■ **Action item**:
The answer must consist of every record below, reproduced exactly.

■ **Records**:
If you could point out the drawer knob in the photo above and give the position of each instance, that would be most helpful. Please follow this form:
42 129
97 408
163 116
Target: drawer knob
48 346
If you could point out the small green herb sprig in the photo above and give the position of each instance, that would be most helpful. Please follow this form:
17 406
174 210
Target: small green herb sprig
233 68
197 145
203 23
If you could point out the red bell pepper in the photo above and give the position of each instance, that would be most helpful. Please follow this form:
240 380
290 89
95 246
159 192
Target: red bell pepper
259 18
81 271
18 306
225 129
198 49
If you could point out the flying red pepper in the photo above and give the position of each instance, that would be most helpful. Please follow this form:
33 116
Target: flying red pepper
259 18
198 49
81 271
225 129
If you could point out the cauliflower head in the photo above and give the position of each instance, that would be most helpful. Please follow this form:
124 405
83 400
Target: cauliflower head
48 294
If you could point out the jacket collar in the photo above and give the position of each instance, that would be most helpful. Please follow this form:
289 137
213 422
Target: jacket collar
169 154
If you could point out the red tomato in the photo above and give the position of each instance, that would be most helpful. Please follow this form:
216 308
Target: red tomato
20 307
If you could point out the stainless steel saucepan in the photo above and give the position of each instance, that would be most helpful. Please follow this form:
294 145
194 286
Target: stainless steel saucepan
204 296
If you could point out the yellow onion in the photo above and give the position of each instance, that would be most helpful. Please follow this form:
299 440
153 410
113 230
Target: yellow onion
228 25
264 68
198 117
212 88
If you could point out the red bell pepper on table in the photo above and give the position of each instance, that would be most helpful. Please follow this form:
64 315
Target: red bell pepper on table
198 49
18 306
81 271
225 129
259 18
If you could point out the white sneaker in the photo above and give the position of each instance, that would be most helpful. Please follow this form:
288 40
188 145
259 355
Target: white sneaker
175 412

■ **Written answer**:
If you could point out the drawer knob in the photo above and give the position of each instance, that would be most helpful. Please follow this form:
42 129
97 408
163 116
Target: drawer knob
48 346
If you could point out the small green herb sprig in the photo above and give the position of each instance, that would be most helpful. Please follow this form:
17 406
174 210
Target: small green herb sprig
233 68
197 145
203 23
If you could point out the red bell pepper in the photo above and give the position of each instance, that would be most helpful. Please follow this form:
240 380
290 89
95 246
159 192
Target: red bell pepper
259 18
81 271
18 306
225 129
198 49
If you could point out the flying red pepper in the photo above and give the position of each instance, that would be most helpful. Please follow this form:
33 116
Target: flying red pepper
259 18
198 49
81 271
225 129
If you could point out the cauliflower head in the photo above and give the position of each instance, that would be most helpful. Please follow this form:
124 405
83 400
Target: cauliflower head
48 294
If you could point out the jacket collar in the photo above and give the position of each instance, that would be most helpful. Please follow this form:
289 137
213 422
Target: jacket collar
169 154
If you could point out the red tomato in the photo above and give the position of each instance, that would be most helpful. Please follow this form:
216 308
Target: red tomato
20 307
If you could point out the stainless steel saucepan in the photo above and give the position of each instance, that would be most helpful. Please follow this form:
294 145
194 286
Target: stainless steel saucepan
204 296
If you could point out the yellow onion in the photo above and give the position of each instance, that would be most helpful. Please follow this form:
299 440
153 410
113 230
Target: yellow onion
228 25
264 68
198 117
212 88
If you could point out the red bell pepper on table in the photo above and give the position of each instance, that would be most helpful. Please follow this form:
64 315
Target: red bell pepper on table
198 49
18 306
81 271
225 129
259 18
If you could point out the white sneaker in the photo above and give the position of each instance, that would be most helpful. Please follow this form:
288 40
188 145
259 355
Target: white sneaker
175 412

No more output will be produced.